Point placement records:

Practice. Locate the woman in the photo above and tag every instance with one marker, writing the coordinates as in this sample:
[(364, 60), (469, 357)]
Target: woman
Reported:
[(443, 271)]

• _Aim of the task_
Write out every line of the material above exactly as it appears.

• _Task output_
Practice. Locate the woman in the photo above and tag every instance with one marker, writing the coordinates as in this sample:
[(364, 60), (469, 357)]
Target: woman
Reported:
[(443, 271)]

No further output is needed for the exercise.